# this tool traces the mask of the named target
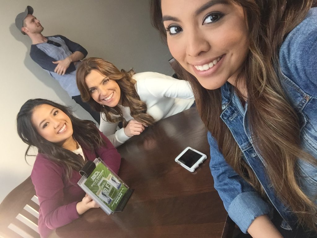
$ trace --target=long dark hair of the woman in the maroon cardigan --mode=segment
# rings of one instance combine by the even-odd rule
[[[100,136],[99,130],[94,122],[78,119],[73,115],[70,108],[41,98],[26,101],[16,117],[18,135],[22,141],[28,145],[25,152],[25,159],[30,147],[35,146],[38,149],[38,152],[45,155],[47,159],[64,166],[66,178],[69,179],[72,171],[79,171],[85,164],[85,161],[80,155],[77,155],[68,149],[64,149],[39,135],[31,122],[31,118],[34,109],[43,104],[48,104],[60,109],[70,118],[73,125],[73,136],[81,146],[94,151],[101,146],[106,146],[106,143]]]

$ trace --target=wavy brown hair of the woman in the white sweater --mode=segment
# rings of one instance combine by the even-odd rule
[[[109,77],[111,80],[115,80],[116,83],[118,83],[121,91],[120,99],[122,105],[128,106],[130,108],[131,116],[135,120],[144,123],[145,125],[154,124],[154,118],[146,113],[146,103],[140,100],[140,96],[135,89],[136,81],[132,78],[132,76],[134,75],[133,69],[128,72],[123,69],[121,69],[120,71],[112,63],[100,58],[91,57],[84,59],[77,69],[77,87],[84,102],[88,102],[97,112],[104,113],[108,122],[122,122],[123,127],[126,127],[126,119],[123,117],[122,111],[118,105],[115,107],[101,105],[98,102],[94,101],[94,99],[91,97],[85,79],[93,69],[97,70],[102,75]],[[114,115],[119,116],[114,117]]]

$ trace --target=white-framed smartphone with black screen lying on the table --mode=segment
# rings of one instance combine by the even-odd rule
[[[206,158],[207,155],[196,149],[187,147],[175,158],[175,162],[183,166],[188,171],[194,172]]]

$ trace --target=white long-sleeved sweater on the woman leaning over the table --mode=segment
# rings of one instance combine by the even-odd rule
[[[135,88],[141,101],[146,103],[147,113],[156,122],[189,109],[194,103],[191,86],[184,80],[155,72],[137,73],[133,79],[136,80]],[[127,122],[133,119],[129,107],[119,107]],[[103,113],[100,116],[99,129],[115,147],[130,138],[124,133],[124,128],[117,130],[118,123],[108,122]]]

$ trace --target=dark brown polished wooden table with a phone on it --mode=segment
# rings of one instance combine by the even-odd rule
[[[194,173],[174,161],[187,146],[208,155]],[[207,131],[196,108],[159,121],[118,151],[119,176],[134,189],[124,210],[108,216],[90,209],[50,237],[230,237],[232,222],[213,187]]]

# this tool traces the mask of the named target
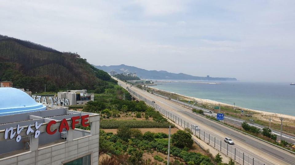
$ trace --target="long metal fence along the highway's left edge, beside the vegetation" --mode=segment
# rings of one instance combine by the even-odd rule
[[[243,165],[244,164],[265,165],[264,162],[262,162],[261,160],[255,159],[253,156],[250,156],[247,152],[235,148],[234,145],[229,145],[228,143],[224,141],[224,139],[214,137],[206,129],[201,129],[201,128],[196,129],[196,127],[193,126],[191,121],[186,121],[181,116],[163,107],[160,107],[159,105],[155,104],[155,102],[141,96],[140,94],[137,94],[133,90],[128,89],[128,91],[131,93],[133,97],[136,97],[137,99],[142,100],[148,105],[152,106],[159,113],[161,113],[163,116],[166,116],[175,124],[183,128],[189,128],[195,137],[201,139],[202,141],[206,142],[208,145],[224,153],[225,155],[233,159],[236,163],[243,164]]]

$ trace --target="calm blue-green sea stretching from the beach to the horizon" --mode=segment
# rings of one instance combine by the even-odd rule
[[[160,80],[157,80],[160,81]],[[295,116],[295,85],[283,82],[162,80],[155,87],[242,108]],[[221,84],[195,83],[219,82]]]

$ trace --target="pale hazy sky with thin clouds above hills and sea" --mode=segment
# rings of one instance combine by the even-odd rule
[[[295,1],[2,1],[0,34],[95,65],[295,82]]]

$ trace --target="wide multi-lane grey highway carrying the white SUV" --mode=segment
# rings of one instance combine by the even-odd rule
[[[126,85],[125,82],[119,81],[119,84],[126,88],[129,86],[128,84]],[[218,124],[216,122],[213,122],[209,119],[204,118],[203,116],[197,115],[191,110],[184,108],[180,105],[177,105],[175,103],[172,103],[171,101],[165,100],[162,97],[155,96],[153,94],[150,94],[146,91],[140,90],[136,87],[129,87],[130,90],[133,90],[136,92],[140,97],[144,97],[145,99],[148,99],[151,104],[151,100],[155,101],[156,103],[153,105],[156,108],[159,109],[160,112],[165,112],[167,115],[173,114],[173,118],[175,116],[175,121],[177,119],[182,119],[186,121],[185,124],[188,126],[190,125],[198,125],[200,129],[203,131],[206,131],[205,134],[205,140],[208,139],[208,134],[210,134],[210,137],[215,137],[219,140],[223,140],[224,137],[228,136],[232,138],[235,141],[235,145],[231,145],[231,149],[236,148],[238,151],[243,151],[245,152],[246,155],[250,157],[254,157],[255,162],[262,162],[259,164],[295,164],[295,156],[291,153],[288,153],[282,149],[276,148],[274,146],[269,146],[269,144],[263,142],[263,141],[254,141],[252,137],[248,135],[244,135],[241,133],[237,133],[236,131],[224,127],[221,124]],[[160,107],[160,108],[159,108]],[[162,110],[162,111],[161,111]],[[183,125],[183,123],[181,123]],[[204,138],[204,136],[200,137]],[[212,138],[210,142],[212,141]],[[226,148],[225,145],[223,144],[223,148]],[[250,147],[249,147],[250,146]],[[254,149],[254,150],[253,150]],[[231,151],[230,154],[233,152]],[[271,159],[274,158],[274,159]],[[277,161],[278,160],[281,160]],[[246,161],[246,163],[253,164],[252,161]],[[258,164],[258,163],[254,163]]]

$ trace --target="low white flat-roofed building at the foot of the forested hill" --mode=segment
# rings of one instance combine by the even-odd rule
[[[84,105],[88,101],[94,101],[94,94],[88,94],[87,90],[70,90],[69,92],[58,92],[57,98],[69,99],[69,105]]]

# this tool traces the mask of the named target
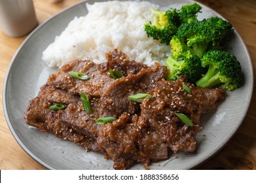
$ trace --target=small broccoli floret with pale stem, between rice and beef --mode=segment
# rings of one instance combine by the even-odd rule
[[[187,75],[189,82],[194,83],[205,73],[205,68],[202,67],[200,58],[190,51],[183,52],[179,59],[169,56],[166,59],[166,66],[170,71],[168,80],[177,80],[179,76]]]

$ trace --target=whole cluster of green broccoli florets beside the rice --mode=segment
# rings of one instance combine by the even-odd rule
[[[203,88],[240,88],[240,62],[225,50],[234,27],[218,17],[198,20],[201,8],[194,3],[183,5],[180,10],[153,9],[153,22],[144,25],[149,37],[170,44],[172,55],[166,59],[168,80],[187,75],[189,82]]]

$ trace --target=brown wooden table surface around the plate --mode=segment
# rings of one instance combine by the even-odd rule
[[[34,0],[39,24],[80,0],[62,3]],[[255,0],[198,0],[223,15],[238,30],[249,50],[256,73],[256,1]],[[45,169],[33,160],[16,142],[3,114],[2,88],[10,59],[26,37],[12,38],[0,31],[0,169]],[[256,79],[254,79],[256,81]],[[231,141],[198,169],[256,169],[256,91],[246,118]]]

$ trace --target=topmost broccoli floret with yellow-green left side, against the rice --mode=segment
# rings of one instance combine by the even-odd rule
[[[152,9],[154,19],[152,22],[144,25],[148,37],[159,40],[166,45],[170,44],[170,40],[177,32],[179,26],[183,23],[197,21],[197,13],[202,7],[194,3],[192,5],[184,5],[180,10],[171,8],[167,11]]]

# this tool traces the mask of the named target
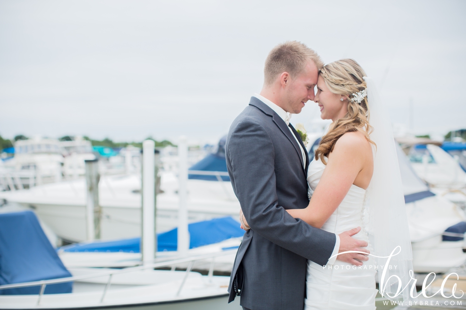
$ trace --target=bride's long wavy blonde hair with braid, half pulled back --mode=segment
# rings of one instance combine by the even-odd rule
[[[358,103],[351,101],[353,94],[366,89],[366,76],[359,63],[352,59],[342,59],[325,65],[319,72],[324,79],[327,88],[335,94],[343,95],[348,101],[348,112],[343,118],[336,120],[329,129],[329,132],[322,137],[316,150],[316,159],[320,157],[324,164],[327,164],[324,156],[328,157],[333,151],[335,143],[347,132],[360,131],[364,133],[367,141],[375,143],[369,139],[369,134],[373,128],[369,124],[369,106],[367,96]]]

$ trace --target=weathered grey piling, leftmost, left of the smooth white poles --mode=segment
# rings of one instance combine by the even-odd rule
[[[85,160],[86,167],[86,232],[87,241],[100,239],[100,216],[99,205],[99,160]]]

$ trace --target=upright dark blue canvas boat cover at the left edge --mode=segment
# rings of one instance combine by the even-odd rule
[[[31,211],[0,214],[0,285],[71,277]],[[72,282],[47,285],[44,294],[71,293]],[[0,290],[39,294],[40,287]]]

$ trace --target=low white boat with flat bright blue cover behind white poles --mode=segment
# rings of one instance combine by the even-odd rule
[[[188,225],[190,257],[219,253],[238,248],[244,231],[232,217],[214,218]],[[177,252],[178,229],[157,235],[155,262],[179,259]],[[68,268],[75,267],[127,267],[141,264],[141,238],[113,241],[96,241],[71,244],[57,249]],[[216,260],[216,271],[231,272],[234,253]],[[178,266],[180,267],[180,266]],[[186,266],[184,266],[186,267]],[[209,270],[209,261],[199,261],[199,270]]]

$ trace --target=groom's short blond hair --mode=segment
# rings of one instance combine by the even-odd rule
[[[308,61],[314,62],[318,70],[324,65],[319,55],[301,42],[287,41],[279,44],[268,53],[264,67],[264,84],[272,85],[283,72],[288,72],[292,78],[296,77]]]

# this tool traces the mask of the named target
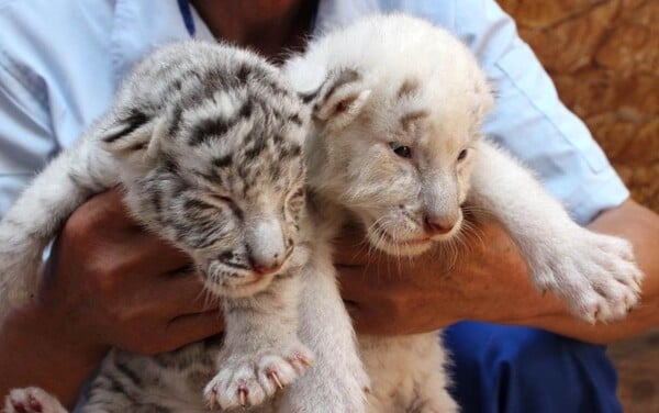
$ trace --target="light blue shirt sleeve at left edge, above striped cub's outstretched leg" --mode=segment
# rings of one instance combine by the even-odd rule
[[[45,88],[0,54],[0,216],[55,152]]]

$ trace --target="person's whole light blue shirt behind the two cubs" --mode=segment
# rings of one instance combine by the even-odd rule
[[[183,8],[185,9],[185,8]],[[495,85],[485,133],[533,168],[584,224],[628,191],[493,0],[321,0],[316,31],[378,11],[406,11],[448,29]],[[175,0],[0,0],[0,215],[34,174],[110,105],[144,54],[212,35]],[[188,23],[188,24],[186,24]]]

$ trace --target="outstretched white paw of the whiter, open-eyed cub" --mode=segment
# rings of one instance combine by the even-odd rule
⁂
### [Task description]
Considering only the data above, return the lines in which "flat" occurs.

### [Worked solution]
$ trace --target="low white flat-roofed building at the foot of the forested hill" --mode=segment
$ trace --target=low white boat with flat bright blue cover behind white poles --mode=segment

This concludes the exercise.